# Magia General > Lo Mejor y lo peor >  los cinco puntos magicos

## dinamitarex

es un libro de Tamariz,si alguien lo ha leido,me gustaria que me contara de que habla y porque es tan famoso.

----------


## Ravenous

Porque hace falta tener tres ingenierías para buscar por internet.

http://www.tiendamagia.com/product_i...oducts_id/2937

----------


## pipo

pues es un libro inprescindible para todo mago habla de la voz, la mirada.
y con juegos para entender mejor la teoria.
yo lo conpre en ******* en cuader nado en canutillo.....
muy bueno lo recomiendo..

----------


## magicyo

Si lo que deseas es aprender magia de verdad es un libro muy interesante y para describirlo en muy pocas palabras "Como estar en el escenario y representar una función", si lo que deseas es tener juegos de magia o aprender técnicas este no es tu libro.

Resumen de libro:
   Los 5 puntos mágicos es al mago es lo mismo que el libro "Como hablar en publico" para un orador  y porque 5 puntos pues sencillamente porque en magia se deben de controlar: La mirada, el habla, el cuerpo con sus respectivas manos y pies.

----------


## serxu

si estas empezando yo lo empezaría a leer, yo comencé a tope con los canuto, giobbi etc... pero me di cuenta que me faltaba algo, y ese algo me lo ha dado tamariz con este libro y moliné con esto es magia.
El libro es perfecto, si estas empezando te parecerán cosas insignificantes pero si ya has presentado varios efectos necesitarás hacer magia de verdad no simplemente trucos, y este libro te enseñará como

----------


## fermaton

Estoy leyendo este libro y en el primer capitulo Tamariz habla de un forzaje que sale bien el 90&#37; de las veces y dice que para el diez por ciento restante"utiliza la tecnica del garrotazo y tentetieso"¡CROCK! ¿Que quiere decir con esto?.Suena comico pero no lo entiendo.

----------


## stiwi griffin

le das un garrotazo al espectador y le dices que vueva a coger otra carta,asi hasta que coja la carta a forzar(y si,es una broma)

■ **SECCIÓN DE DATOS**:
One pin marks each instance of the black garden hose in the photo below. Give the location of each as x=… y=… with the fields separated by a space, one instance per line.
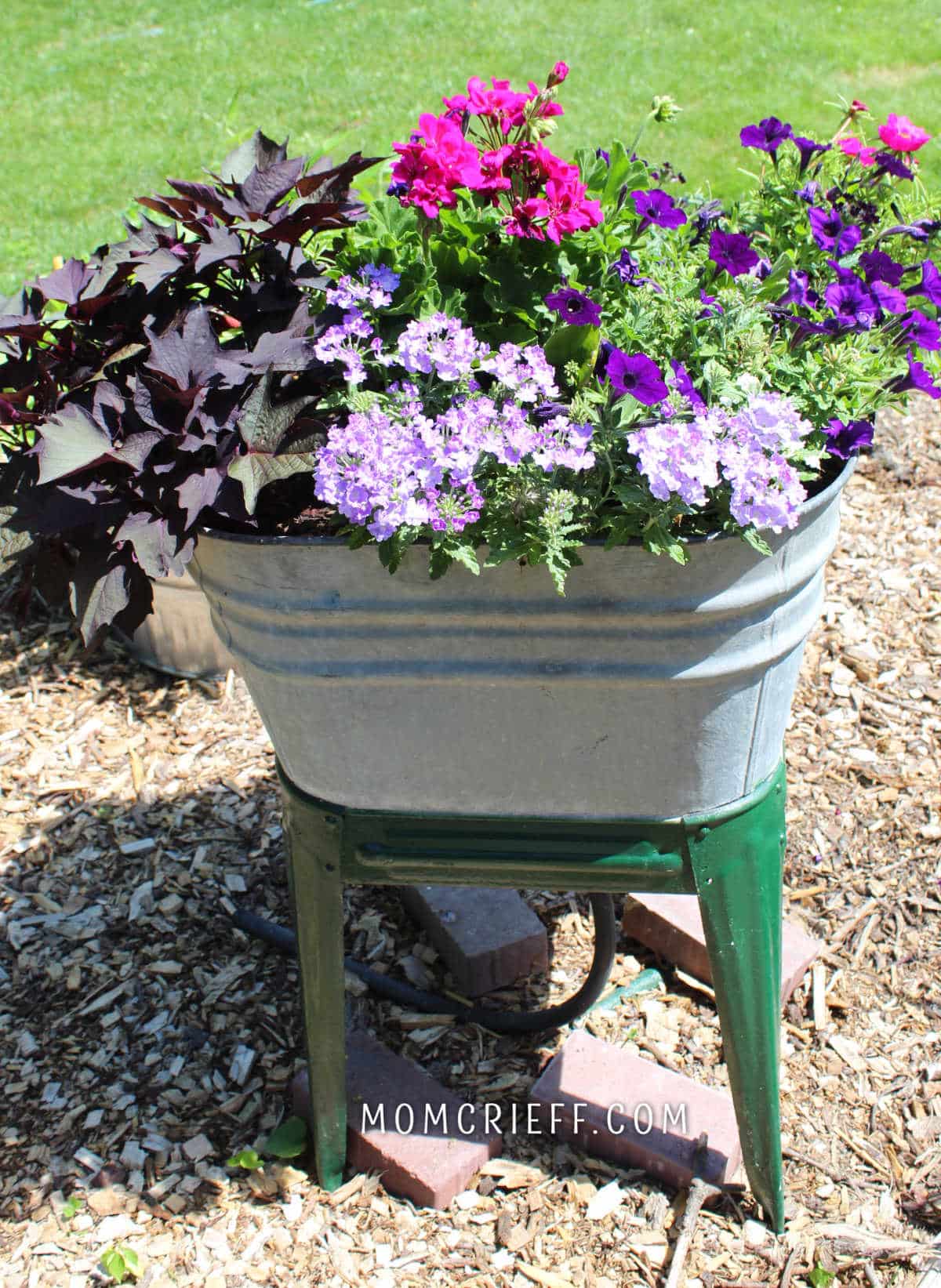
x=498 y=1021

■ **LA CONSIGNA**:
Según el fragmento, ¿con qué libro compara magicyo Los cinco puntos mágicos? Contesta en una sola frase, por favor. El listado no hace falta para resolver lo que se pide.

■ **RESPUESTA DEL EJERCICIO**:
Con el libro "Como hablar en publico", que según magicyo es para un orador lo mismo que Los 5 puntos mágicos es para el mago.